# THE EXERCISE:
Return the records that follow, matching each one exactly.

# RECORDS FOR THE EXERCISE:

%%

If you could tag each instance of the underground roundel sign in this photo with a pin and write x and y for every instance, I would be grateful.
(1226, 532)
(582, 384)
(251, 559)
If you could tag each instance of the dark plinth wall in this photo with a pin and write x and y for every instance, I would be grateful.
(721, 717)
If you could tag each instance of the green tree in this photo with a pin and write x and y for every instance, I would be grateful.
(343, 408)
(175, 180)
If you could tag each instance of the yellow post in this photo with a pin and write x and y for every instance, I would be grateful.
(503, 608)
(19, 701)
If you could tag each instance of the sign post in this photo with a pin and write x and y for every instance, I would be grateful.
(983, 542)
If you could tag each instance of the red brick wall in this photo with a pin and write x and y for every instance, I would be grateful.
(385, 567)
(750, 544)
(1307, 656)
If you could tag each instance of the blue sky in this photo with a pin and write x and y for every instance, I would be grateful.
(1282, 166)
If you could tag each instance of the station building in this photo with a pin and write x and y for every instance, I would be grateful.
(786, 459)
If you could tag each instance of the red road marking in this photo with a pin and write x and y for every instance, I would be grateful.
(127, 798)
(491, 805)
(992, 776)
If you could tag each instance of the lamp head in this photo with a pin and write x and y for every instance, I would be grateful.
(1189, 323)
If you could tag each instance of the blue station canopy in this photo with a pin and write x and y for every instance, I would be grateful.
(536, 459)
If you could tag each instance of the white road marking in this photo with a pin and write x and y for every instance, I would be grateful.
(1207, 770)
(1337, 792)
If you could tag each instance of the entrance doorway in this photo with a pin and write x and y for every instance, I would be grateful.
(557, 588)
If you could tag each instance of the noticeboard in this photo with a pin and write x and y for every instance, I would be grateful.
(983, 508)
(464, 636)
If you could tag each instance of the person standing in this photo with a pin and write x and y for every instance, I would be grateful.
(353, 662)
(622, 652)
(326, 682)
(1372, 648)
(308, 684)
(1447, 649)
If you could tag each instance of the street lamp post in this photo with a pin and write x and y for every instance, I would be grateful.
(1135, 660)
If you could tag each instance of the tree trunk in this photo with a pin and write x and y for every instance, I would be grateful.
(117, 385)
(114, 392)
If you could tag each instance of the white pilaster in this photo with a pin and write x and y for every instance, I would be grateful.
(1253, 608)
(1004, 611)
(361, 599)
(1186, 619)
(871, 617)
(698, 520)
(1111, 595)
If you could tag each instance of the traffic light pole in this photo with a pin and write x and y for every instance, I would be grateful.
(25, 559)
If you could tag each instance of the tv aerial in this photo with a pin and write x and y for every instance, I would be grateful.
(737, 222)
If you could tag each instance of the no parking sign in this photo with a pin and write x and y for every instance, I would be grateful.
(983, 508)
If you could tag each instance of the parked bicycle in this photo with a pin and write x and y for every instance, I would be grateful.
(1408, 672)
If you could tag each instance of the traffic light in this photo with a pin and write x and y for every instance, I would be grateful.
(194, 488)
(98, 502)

%%

# ANSWER TO THE EXERCISE:
If you could tag each instance of the underground roundel sign in this photo with a pin and write x and y for every instance, I would be grateful.
(1226, 532)
(582, 384)
(251, 559)
If you could tag each instance of the dark plinth wall in this photo with a pin and write x and y for every instance, I would be grateful.
(721, 717)
If you could tag each instance of the green tree in this photo with a pin and write x and y for every instance, I would be grateful.
(343, 408)
(175, 180)
If you could tag each instance of the yellow post in this photo with a pin and write x and y for every instance, I would be grateful.
(503, 608)
(19, 701)
If you could tag each instance of the sign post in this photo with a pin and write x and y for every instance, I would be grateful.
(983, 542)
If you could tag each instance of the red brick wall in this photo with a pin and write x and y for every instance, I would be grateful.
(385, 567)
(750, 544)
(1307, 656)
If you could tag each instance of the blue sky in this photo with a pin and write x and y for every instance, I would be grateful.
(1282, 166)
If you could tag each instance of the station building in this photo with a pin and write x and y for every instance, I would be grateful.
(786, 459)
If you could tag each instance of the red road marking in this photo with a pin and write x and y for every instance, I would be grateful.
(127, 798)
(491, 805)
(992, 776)
If you could tag each instance of the lamp head in this photo with a pin and write x and y for every instance, I would be grateful.
(1189, 323)
If you could tag each instance of the blue station canopy in this photo with a pin and write x and y for every instance, I would be grateful.
(536, 459)
If you could tag each instance of the white road marking in this photo with a pin and write x and y for every instance, I would be grateful.
(1207, 770)
(1337, 792)
If you could tag each instance of the entrance doorway in this photo with a pin and write x and y for every instance, I would be grateful.
(557, 588)
If you could tag each instance of the noticeboard in this photo with a pin and write x and y for every instance, I would be grateful.
(983, 508)
(464, 636)
If you could tag each instance of the person standing in this photo with a pin and write x and y for every instance, I would be grateful.
(353, 662)
(622, 652)
(326, 682)
(1372, 648)
(308, 684)
(1447, 649)
If you could tag each instance of the street lamp post in this photo with a pin and write x and y for every instance, I would be grateful.
(1135, 660)
If you could tag each instance of the tree trunk in this photo with a pin and write x and y for every instance, I would be grateful.
(117, 385)
(114, 392)
If you could tag each instance of the white pilaster in this photo with a pin and write x and y for every instance, I would be grateful.
(1253, 608)
(1004, 611)
(361, 599)
(1186, 619)
(871, 617)
(698, 520)
(1111, 595)
If you could tag each instance of the traffic light pole in this photo with a pin and write x and y for every instance, I would be grateful.
(25, 559)
If you could tag each instance of the tv aerial in this photo with a pin and write x and y for every instance, I would be grateful.
(737, 222)
If you could tag each instance of the no parking sign in this photo with a pin and write x and y for every instance, I would be grateful.
(983, 508)
If you could tag each instance of the parked bicycle in this photo with a pin and write x and y for every instance, I would be grateful.
(1408, 672)
If you could tag each instance of the traffic light in this photo with a pin and write x and y for every instance, I would be grateful.
(194, 488)
(98, 502)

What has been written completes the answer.